Material for this exercise ::
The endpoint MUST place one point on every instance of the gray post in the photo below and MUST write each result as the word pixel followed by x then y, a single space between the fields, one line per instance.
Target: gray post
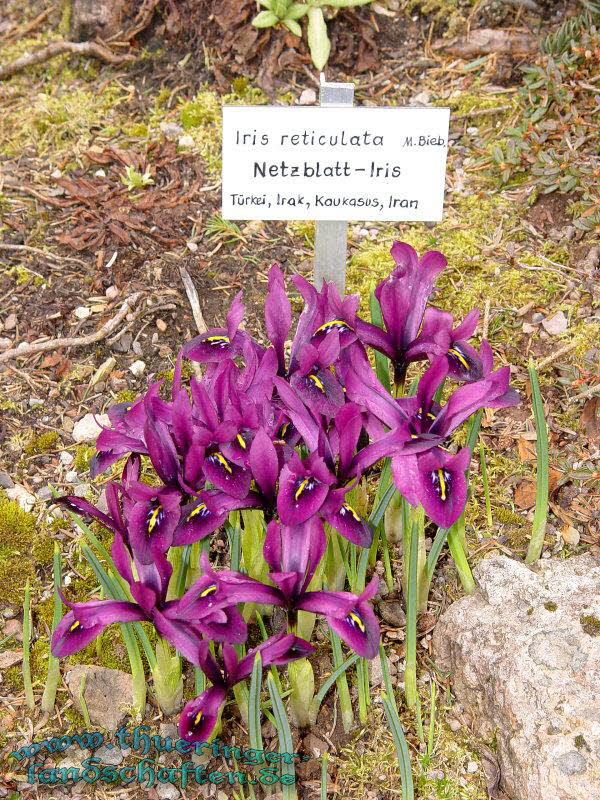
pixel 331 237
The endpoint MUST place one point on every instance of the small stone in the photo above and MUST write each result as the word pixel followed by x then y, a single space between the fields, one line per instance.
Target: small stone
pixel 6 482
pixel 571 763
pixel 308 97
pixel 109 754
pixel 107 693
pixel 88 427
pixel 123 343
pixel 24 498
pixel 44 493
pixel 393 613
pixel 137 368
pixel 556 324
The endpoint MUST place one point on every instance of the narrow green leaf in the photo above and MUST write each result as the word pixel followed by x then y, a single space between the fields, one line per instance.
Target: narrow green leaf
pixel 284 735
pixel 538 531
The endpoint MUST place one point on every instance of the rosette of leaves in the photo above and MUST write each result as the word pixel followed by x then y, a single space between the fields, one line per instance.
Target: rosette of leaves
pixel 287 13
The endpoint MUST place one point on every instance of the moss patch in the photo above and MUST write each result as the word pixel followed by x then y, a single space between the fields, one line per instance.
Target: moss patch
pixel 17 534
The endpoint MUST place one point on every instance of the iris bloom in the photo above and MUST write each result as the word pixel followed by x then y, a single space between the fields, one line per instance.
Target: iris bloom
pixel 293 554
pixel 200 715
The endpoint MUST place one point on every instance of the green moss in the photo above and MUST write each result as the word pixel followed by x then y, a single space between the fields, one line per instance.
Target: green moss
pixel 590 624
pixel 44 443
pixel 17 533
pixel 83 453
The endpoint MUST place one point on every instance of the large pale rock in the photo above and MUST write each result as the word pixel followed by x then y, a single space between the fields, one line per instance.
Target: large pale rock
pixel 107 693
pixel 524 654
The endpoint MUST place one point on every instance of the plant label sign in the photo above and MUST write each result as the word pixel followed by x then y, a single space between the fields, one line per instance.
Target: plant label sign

Task statement ::
The line containing "Target: large pale rock" marks where to begin; copy it and every later line exactly, through the end of the data.

Result ::
Target: large pale rock
pixel 107 693
pixel 524 654
The endpoint MUST place one point on every instance of the plant label sign in the photo above and MUST write each result as the word pixel followed by x then y, a single space between the fields, one line per instance.
Target: plant label sign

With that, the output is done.